**Activity**: Pictures are to be left out, and the rest of the records reproduced exactly.

**Provided records**:
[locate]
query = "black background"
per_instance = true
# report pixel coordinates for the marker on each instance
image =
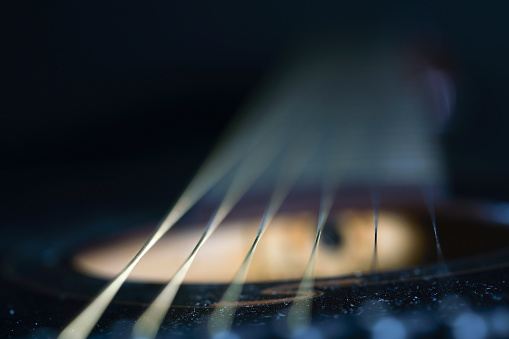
(111, 106)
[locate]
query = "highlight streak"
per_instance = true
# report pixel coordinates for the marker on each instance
(149, 322)
(221, 319)
(375, 200)
(428, 197)
(299, 316)
(214, 168)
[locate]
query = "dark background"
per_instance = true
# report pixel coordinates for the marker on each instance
(111, 106)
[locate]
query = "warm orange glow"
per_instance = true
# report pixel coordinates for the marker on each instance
(282, 252)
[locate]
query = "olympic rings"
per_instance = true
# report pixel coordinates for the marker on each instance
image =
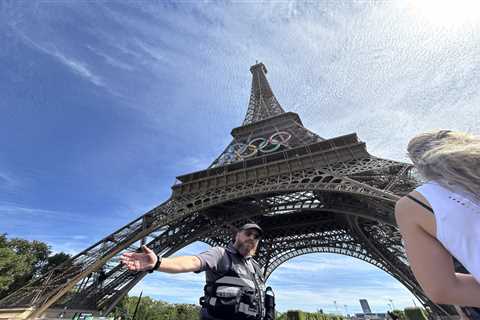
(240, 151)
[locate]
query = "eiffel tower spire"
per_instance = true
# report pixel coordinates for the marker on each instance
(308, 193)
(263, 103)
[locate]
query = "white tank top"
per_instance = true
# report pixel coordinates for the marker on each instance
(457, 216)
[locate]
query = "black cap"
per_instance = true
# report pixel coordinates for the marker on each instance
(252, 226)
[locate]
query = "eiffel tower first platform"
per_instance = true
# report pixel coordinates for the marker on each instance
(309, 194)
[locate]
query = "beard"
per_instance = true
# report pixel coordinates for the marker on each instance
(246, 248)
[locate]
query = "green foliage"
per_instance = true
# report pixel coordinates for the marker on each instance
(302, 315)
(21, 260)
(149, 309)
(415, 314)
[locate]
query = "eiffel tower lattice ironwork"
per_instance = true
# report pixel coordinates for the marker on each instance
(310, 194)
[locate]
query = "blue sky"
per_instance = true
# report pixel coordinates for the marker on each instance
(103, 104)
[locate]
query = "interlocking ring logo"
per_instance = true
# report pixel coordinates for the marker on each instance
(240, 151)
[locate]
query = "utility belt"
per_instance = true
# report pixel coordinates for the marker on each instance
(239, 303)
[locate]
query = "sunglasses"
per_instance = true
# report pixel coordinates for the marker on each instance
(255, 234)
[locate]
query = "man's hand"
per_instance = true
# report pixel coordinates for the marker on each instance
(142, 261)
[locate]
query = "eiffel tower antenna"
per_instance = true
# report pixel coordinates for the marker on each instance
(309, 194)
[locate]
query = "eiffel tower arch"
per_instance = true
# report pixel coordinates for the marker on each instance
(309, 194)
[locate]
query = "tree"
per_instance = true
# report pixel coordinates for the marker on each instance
(21, 260)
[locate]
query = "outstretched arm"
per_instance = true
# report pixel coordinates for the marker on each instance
(145, 260)
(431, 263)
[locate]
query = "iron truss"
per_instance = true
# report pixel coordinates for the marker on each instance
(310, 194)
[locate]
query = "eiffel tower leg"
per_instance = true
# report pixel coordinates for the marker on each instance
(44, 292)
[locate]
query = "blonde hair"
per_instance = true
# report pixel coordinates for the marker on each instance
(449, 158)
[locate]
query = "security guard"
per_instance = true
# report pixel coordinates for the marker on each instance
(235, 287)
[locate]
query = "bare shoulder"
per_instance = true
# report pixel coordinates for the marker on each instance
(410, 213)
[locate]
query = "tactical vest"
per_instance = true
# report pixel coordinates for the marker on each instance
(238, 293)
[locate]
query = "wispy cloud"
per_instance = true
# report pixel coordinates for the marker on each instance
(78, 67)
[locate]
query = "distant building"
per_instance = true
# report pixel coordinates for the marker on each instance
(365, 307)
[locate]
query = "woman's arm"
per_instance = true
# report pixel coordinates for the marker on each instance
(431, 263)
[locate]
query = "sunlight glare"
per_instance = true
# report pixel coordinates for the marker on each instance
(447, 13)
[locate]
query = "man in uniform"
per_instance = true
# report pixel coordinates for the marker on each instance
(235, 287)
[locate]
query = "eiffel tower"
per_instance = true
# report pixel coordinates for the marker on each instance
(310, 194)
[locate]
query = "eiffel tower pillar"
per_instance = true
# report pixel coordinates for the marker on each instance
(309, 194)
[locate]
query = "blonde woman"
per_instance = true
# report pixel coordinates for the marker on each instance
(441, 218)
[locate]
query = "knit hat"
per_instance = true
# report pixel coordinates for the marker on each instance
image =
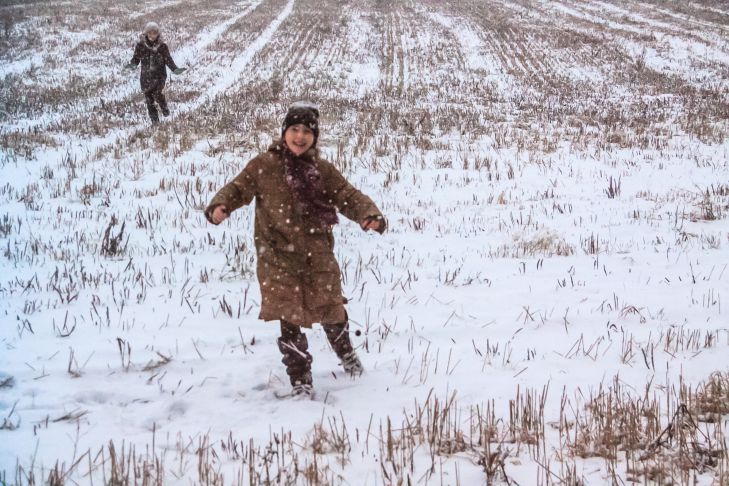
(302, 112)
(151, 26)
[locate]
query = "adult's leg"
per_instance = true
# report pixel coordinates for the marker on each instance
(294, 348)
(149, 99)
(159, 97)
(338, 337)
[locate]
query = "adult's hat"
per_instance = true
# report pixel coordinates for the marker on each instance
(305, 113)
(151, 27)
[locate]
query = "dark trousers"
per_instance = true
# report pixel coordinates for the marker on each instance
(156, 96)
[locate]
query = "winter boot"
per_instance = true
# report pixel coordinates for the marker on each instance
(338, 336)
(294, 348)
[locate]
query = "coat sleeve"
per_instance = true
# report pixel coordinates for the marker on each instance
(238, 192)
(349, 201)
(137, 57)
(168, 58)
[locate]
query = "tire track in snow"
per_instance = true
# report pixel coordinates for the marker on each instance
(474, 51)
(239, 64)
(131, 87)
(231, 76)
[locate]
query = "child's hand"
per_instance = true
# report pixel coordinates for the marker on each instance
(220, 214)
(375, 223)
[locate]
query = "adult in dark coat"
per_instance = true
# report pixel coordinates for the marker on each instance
(154, 56)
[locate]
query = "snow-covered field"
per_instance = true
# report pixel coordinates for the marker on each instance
(549, 305)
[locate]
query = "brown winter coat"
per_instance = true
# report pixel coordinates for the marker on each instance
(299, 277)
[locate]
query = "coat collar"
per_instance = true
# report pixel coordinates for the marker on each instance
(278, 146)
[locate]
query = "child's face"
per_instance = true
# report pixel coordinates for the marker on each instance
(299, 138)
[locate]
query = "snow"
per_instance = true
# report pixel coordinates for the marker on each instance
(507, 269)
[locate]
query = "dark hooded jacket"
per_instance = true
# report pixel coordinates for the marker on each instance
(155, 58)
(299, 276)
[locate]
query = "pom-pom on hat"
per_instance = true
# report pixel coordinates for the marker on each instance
(151, 27)
(305, 113)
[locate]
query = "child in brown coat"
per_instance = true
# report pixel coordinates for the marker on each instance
(298, 195)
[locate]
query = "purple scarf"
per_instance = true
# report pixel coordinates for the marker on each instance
(304, 180)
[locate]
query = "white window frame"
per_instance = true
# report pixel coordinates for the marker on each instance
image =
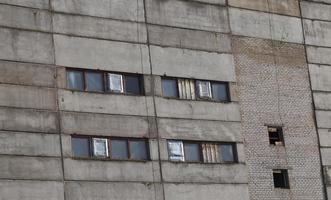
(110, 83)
(179, 156)
(200, 89)
(95, 143)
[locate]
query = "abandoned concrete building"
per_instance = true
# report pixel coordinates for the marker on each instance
(165, 99)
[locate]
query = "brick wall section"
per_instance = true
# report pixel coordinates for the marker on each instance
(274, 90)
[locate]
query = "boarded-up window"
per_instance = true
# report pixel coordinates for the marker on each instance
(186, 89)
(176, 150)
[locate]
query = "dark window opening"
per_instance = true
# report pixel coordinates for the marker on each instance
(169, 88)
(281, 178)
(276, 135)
(80, 146)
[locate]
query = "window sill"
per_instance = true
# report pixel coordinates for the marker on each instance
(109, 159)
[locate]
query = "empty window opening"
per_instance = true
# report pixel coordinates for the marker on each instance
(281, 178)
(169, 88)
(275, 135)
(206, 152)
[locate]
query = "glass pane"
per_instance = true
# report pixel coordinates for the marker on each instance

**Result for this task**:
[locate]
query = "black background"
per_instance = true
# report pixel coordinates for the marker on each instance
image =
(111, 106)
[locate]
query = "highlight streak"
per_instance = true
# report pixel coordinates for the marker on each instance
(149, 322)
(221, 319)
(375, 200)
(428, 197)
(299, 316)
(214, 168)
[locate]
query = "dark background"
per_instance = true
# report pixel coordinates for the marker on each instance
(111, 106)
[locate]
query = "warm orange glow"
per_instance = true
# report pixel coordinates for the marker on each instance
(282, 252)
[locate]
query = "olympic rings"
per_instance = true
# report pixel coordinates for the marker on each instance
image =
(240, 151)
[locate]
query = "eiffel tower spire"
per_instance = true
# report pixel coordinates for the marker on each instance
(308, 193)
(263, 103)
[locate]
query = "white tank top"
per_instance = true
# report pixel coordinates for the marker on each instance
(457, 216)
[locate]
query = "black cap"
per_instance = true
# report pixel coordinates for the marker on each instance
(252, 226)
[locate]
query = "eiffel tower first platform"
per_instance = true
# report pixel coordinates for the marker on each instance
(309, 194)
[locate]
query = "beard"
per_instance = true
# report pixel coordinates for the marker on each instance
(246, 248)
[locate]
query = "green foliage"
per_instance = true
# report pixel coordinates for the marker on each instance
(302, 315)
(21, 260)
(149, 309)
(415, 314)
[locate]
query = "eiffel tower lattice ironwork"
per_instance = true
# report pixel coordinates for the marker on each instance
(310, 194)
[locate]
query = "blue sky"
per_instance = true
# report pixel coordinates for the marker on each instance
(103, 104)
[locate]
query = "interlocking ring logo"
per_instance = true
# report pixel coordinates for the marker on each instance
(240, 151)
[locate]
query = "utility belt"
per_instance = true
# report pixel coordinates for the marker on each instance
(239, 303)
[locate]
query = "sunglasses"
per_instance = true
# report pixel coordinates for the marker on each instance
(255, 234)
[locate]
query = "man's hand"
per_instance = true
# report pixel coordinates for the marker on each instance
(142, 261)
[locate]
query = "eiffel tower antenna"
per_instance = true
# report pixel coordinates for the marker on each instance
(309, 194)
[locate]
query = "eiffel tower arch"
per_instance = true
# report pixel coordinates for the marker on each instance
(309, 194)
[locate]
query = "tree"
per_instance = true
# report pixel coordinates for the marker on each instance
(21, 260)
[locate]
query = "outstretched arm"
per_instance = true
# report pixel coordinates for the marker on each instance
(145, 260)
(431, 263)
[locate]
query = "iron truss"
per_instance = true
# report pixel coordinates for the marker on each instance
(310, 194)
[locate]
query = "eiffel tower leg"
per_instance = true
# report pixel coordinates for the marker on each instance
(44, 292)
[locate]
query = "blonde hair"
per_instance = true
# report pixel coordinates for the marker on each instance
(449, 158)
[locate]
query = "security guard"
per_instance = true
# report pixel coordinates for the marker on each instance
(235, 287)
[locate]
query = "bare shoulder"
per_instance = true
# report pixel coordinates for the marker on each instance
(410, 213)
[locate]
query = "tactical vest"
per_instance = true
# report pixel coordinates for the marker on each instance
(238, 293)
[locate]
query = "wispy cloud"
per_instance = true
# report pixel coordinates for the marker on each instance
(78, 67)
[locate]
query = "distant building"
per_instance = true
# report pixel coordinates for the marker on each instance
(365, 307)
[locate]
query = "woman's arm"
per_instance = true
# report pixel coordinates for the marker on each instance
(431, 263)
[locate]
query = "sunlight glare"
per_instance = true
# report pixel coordinates for the marker on each instance
(447, 13)
[locate]
query = "man in uniform"
per_instance = true
# report pixel coordinates for the marker on each instance
(235, 287)
[locate]
query = "eiffel tower"
per_instance = true
# report pixel coordinates for the marker on each instance
(310, 194)
[locate]
query = "eiffel tower pillar"
per_instance = true
# report pixel coordinates for the marker on each instance
(309, 194)
[locate]
query = "blonde woman"
per_instance = true
# report pixel coordinates for the marker on each instance
(441, 218)
[locate]
query = "knit hat"
per_instance = true
# report pixel coordinates for the marker on each instance
image =
(302, 112)
(151, 26)
[locate]
query = "adult's leg"
per_instance = true
# report pixel coordinates for the marker on each instance
(294, 348)
(149, 99)
(159, 97)
(338, 337)
[locate]
query = "adult's hat"
per_instance = true
# report pixel coordinates for the marker on each instance
(305, 113)
(151, 27)
[locate]
query = "dark trousers"
per_instance = true
# report pixel coordinates for the marker on each instance
(156, 96)
[locate]
query = "winter boot"
per_instance = true
# report pixel coordinates for the marker on each instance
(338, 336)
(294, 348)
[locate]
query = "coat sleeve"
per_instance = true
# report pixel coordinates for the marker on each instance
(238, 192)
(349, 201)
(137, 57)
(168, 58)
[locate]
query = "tire track in snow"
per_instance = true
# report pixel coordinates for the marker on each instance
(474, 51)
(239, 64)
(131, 87)
(231, 76)
[locate]
query = "child's hand"
per_instance = true
# report pixel coordinates for the marker on each instance
(220, 214)
(375, 223)
[locate]
query = "adult in dark coat"
per_instance = true
# report pixel coordinates for the marker on each instance
(154, 56)
[locate]
query = "snow-covered field"
per_instance = true
# report pixel coordinates for the marker on each instance
(549, 305)
[locate]
query = "brown winter coat"
per_instance = true
# report pixel coordinates for the marker on each instance
(299, 277)
[locate]
query = "coat collar"
per_instance = true
# report pixel coordinates for the marker on each instance
(278, 146)
[locate]
query = "child's face"
per_instance = true
# report pixel coordinates for the marker on each instance
(299, 138)
[locate]
query = "snow"
per_instance = true
# report pixel coordinates for the marker on each instance
(507, 269)
[locate]
query = "dark hooded jacket"
per_instance = true
# report pixel coordinates for the marker on each instance
(155, 58)
(299, 276)
[locate]
query = "pom-pom on hat"
per_instance = true
# report pixel coordinates for the marker on each instance
(151, 27)
(305, 113)
[locate]
query = "child in brown coat"
per_instance = true
# report pixel coordinates for the marker on each instance
(298, 195)
[locate]
query = "purple scarf"
per_instance = true
# report pixel coordinates for the marker on each instance
(304, 180)
[locate]
query = "white window frame"
per_instance = true
# report pixel coordinates for the marker on each instance
image =
(110, 83)
(179, 156)
(200, 89)
(95, 143)
[locate]
query = "abandoned concrete building"
per_instance = true
# report pixel coordinates for the marker on each instance
(165, 99)
[locate]
query = "brick wall section"
per_instance = true
# report pixel coordinates for the marker on each instance
(274, 90)
[locate]
query = "boarded-up window"
per_instance = true
# report pixel coordinates for the marker on each instance
(186, 89)
(176, 150)
[locate]
query = "dark window opening"
per_instance = true
# report pixel coordinates for the marker on each instance
(169, 88)
(281, 178)
(276, 135)
(80, 146)
[locate]
query = "window sill"
per_instance = true
# report pixel coordinates for the marker on each instance
(109, 159)
[locate]
query = "empty window opening"
per_instance = true
# report pixel coordinates for the marker on each instance
(281, 178)
(169, 88)
(275, 135)
(206, 152)
[locate]
query = "glass pane"
per_instance = true
# report pixel coordinates for the marker on each instance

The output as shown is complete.